Task 1:
List every kind of material that the Christian-life passage says he continues to produce.
Task 2:
Retype the Christian-life passage, starting with "He lives with" and going on through "cassettes and films.".
Task 3:
In the Christian-life passage, what had the professor at the small college done twenty years earlier?

Extract provided:
He lives with his wife, Andrea, in Texas and continues to be committed
to communicating about the Christian life. He has been a regular
columnist in “Faith at Work Magazine” and continues to produce books,
tapes, study courses, audio cassettes and films.
One of the difficulties that I've had with being a Christian, all my
life, is that I couldn't find a model living today who looked anything
like the serving Jesus - I certainly didn't.
Someone was telling me this last year about the way this works out in
the academic community, especially among theologians. Because of the
competition, it's very difficult for people to be real in the academic
community and to serve each other. This person was telling a story about
a small college where a professor, who was the "bull moose" professor on
the campus, had written a book twenty years ago which made him the
expert in his field. Since that time a lot had happened, but he still
reigned at this little school. When they had parties he just took over
the party. He was hardly the servant model.

Entries provided:

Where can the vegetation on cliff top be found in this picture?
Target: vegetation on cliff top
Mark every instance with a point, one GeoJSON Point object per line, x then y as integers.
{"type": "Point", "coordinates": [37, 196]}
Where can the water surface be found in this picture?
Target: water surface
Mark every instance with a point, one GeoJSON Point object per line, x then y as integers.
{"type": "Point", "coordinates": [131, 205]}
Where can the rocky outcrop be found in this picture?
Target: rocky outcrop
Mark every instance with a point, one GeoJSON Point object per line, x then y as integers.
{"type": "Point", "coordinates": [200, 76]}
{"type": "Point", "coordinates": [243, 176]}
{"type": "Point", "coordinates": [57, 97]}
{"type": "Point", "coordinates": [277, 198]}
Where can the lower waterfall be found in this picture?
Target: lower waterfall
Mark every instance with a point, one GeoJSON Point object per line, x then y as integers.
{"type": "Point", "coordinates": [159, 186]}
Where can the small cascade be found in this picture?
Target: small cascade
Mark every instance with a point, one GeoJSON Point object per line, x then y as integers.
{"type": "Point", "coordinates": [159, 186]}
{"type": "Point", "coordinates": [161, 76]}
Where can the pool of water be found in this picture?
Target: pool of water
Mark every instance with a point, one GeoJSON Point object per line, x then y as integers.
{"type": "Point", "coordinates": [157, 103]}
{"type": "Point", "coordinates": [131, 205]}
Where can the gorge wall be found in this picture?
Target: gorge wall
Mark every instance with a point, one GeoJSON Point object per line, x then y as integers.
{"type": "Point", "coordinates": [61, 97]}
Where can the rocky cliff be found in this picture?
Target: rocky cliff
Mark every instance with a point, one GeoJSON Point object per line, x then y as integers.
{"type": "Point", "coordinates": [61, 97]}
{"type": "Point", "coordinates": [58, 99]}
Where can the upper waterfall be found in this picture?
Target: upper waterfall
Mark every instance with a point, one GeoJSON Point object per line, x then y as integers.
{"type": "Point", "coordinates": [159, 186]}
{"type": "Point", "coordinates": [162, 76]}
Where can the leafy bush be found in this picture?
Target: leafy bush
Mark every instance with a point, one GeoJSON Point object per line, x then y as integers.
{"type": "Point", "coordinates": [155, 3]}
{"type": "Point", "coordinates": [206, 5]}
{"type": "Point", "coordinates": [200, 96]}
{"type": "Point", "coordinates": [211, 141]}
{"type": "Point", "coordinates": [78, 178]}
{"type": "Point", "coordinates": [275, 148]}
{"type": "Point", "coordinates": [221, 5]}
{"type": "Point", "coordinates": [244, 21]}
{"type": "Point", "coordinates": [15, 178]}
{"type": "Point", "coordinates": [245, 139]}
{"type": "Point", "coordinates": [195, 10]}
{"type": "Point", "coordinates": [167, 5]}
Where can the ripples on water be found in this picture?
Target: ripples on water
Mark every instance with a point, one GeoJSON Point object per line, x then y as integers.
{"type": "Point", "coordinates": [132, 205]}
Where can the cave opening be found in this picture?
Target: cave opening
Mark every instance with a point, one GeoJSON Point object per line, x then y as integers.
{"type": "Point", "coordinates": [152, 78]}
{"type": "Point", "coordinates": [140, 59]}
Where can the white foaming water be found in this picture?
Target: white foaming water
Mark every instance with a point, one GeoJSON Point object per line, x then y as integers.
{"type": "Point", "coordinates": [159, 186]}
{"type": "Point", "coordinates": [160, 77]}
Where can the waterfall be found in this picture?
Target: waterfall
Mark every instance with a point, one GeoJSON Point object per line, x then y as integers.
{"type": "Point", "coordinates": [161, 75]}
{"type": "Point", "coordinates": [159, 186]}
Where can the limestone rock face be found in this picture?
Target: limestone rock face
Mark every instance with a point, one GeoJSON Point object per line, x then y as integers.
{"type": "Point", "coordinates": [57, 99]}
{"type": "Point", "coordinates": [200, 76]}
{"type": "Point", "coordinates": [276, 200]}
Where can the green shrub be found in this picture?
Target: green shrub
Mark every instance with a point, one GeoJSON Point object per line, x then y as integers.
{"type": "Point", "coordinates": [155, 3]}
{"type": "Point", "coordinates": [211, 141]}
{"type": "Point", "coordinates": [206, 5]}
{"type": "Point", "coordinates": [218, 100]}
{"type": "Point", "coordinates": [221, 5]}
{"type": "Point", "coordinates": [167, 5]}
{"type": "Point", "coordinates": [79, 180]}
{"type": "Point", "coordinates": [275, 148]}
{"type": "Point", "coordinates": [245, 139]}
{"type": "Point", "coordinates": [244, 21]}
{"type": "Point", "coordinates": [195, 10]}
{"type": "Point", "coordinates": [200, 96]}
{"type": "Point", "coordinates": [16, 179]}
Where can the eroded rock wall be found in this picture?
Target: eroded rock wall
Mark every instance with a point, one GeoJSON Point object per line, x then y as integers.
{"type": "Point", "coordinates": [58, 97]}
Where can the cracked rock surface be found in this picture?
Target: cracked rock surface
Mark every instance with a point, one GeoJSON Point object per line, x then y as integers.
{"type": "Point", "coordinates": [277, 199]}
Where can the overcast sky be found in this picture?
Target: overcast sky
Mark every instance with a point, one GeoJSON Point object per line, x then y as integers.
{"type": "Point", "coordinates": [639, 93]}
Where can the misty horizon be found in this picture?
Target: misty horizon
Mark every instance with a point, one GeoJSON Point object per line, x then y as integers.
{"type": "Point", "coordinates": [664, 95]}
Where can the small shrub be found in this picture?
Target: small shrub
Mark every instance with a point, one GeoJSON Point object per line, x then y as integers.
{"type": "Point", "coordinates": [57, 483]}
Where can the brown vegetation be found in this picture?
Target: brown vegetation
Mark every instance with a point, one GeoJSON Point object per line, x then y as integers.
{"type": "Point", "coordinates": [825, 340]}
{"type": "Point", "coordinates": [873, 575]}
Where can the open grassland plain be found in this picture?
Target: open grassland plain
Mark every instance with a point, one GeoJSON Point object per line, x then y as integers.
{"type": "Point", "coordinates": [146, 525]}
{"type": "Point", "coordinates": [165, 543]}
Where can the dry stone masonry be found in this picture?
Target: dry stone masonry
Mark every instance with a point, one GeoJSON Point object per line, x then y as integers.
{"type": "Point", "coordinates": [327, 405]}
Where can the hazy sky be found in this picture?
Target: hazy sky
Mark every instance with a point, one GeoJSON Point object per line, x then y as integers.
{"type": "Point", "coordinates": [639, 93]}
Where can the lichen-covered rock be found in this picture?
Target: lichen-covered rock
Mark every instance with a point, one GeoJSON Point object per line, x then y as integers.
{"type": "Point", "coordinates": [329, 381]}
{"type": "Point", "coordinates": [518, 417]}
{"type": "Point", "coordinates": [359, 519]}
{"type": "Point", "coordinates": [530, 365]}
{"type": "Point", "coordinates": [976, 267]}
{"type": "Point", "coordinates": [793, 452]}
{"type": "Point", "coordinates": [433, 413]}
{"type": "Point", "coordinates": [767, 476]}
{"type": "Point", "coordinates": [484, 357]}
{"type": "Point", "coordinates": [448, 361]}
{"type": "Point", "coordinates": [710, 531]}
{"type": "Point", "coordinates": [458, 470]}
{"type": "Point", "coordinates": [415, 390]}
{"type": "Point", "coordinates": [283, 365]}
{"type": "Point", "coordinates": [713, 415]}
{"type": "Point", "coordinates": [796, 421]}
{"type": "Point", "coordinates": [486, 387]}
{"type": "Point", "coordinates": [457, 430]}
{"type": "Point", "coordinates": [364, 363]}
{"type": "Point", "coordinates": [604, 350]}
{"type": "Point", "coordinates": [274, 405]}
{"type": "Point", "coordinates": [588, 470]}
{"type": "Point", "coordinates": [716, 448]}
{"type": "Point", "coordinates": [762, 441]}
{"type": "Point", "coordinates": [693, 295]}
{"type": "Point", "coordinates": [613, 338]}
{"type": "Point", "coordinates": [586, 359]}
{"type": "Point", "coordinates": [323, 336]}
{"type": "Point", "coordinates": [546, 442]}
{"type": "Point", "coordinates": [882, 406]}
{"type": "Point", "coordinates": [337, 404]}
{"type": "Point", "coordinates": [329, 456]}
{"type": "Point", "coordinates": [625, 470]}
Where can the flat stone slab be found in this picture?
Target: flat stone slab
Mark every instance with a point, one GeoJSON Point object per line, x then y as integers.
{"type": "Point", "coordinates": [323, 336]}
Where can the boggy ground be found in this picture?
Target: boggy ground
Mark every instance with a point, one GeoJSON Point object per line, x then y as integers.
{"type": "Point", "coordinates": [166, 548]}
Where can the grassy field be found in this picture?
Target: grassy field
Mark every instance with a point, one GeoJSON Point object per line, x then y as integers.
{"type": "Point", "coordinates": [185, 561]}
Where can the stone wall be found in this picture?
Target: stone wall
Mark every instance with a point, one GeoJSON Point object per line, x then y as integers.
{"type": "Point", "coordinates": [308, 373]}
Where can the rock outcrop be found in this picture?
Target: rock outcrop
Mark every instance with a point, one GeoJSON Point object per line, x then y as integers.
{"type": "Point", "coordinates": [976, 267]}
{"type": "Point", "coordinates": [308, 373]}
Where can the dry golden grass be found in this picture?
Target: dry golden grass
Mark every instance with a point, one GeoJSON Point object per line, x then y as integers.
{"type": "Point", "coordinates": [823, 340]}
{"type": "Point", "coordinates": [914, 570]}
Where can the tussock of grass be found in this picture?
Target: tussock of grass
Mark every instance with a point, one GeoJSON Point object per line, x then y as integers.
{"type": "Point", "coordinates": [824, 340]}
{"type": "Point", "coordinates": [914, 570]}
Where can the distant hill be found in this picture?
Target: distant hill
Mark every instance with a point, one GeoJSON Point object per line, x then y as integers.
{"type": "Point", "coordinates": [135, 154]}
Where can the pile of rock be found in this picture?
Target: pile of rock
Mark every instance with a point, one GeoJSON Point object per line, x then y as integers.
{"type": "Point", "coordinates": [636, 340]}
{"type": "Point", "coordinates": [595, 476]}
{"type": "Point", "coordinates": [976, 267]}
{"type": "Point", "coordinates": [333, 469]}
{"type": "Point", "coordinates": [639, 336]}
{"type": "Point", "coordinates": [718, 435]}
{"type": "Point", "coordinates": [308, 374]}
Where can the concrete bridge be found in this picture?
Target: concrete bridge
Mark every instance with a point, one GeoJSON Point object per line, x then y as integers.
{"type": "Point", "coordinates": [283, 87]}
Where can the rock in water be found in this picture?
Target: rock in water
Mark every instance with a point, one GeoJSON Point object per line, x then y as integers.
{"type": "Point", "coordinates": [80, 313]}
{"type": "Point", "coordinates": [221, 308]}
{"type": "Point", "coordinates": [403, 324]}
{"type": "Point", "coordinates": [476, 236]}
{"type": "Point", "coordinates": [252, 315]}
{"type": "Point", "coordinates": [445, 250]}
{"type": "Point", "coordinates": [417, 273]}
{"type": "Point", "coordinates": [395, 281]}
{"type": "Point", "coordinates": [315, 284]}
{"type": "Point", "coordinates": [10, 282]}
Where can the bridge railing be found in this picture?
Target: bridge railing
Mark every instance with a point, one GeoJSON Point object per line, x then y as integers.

Your solution 1:
books, tapes, study courses, audio cassettes, films

Your solution 2:
He lives with his wife, Andrea, in Texas and continues to be committed
to communicating about the Christian life. He has been a regular
columnist in “Faith at Work Magazine” and continues to produce books,
tapes, study courses, audio cassettes and films.

Your solution 3:
He had written a book that made him the expert in his field.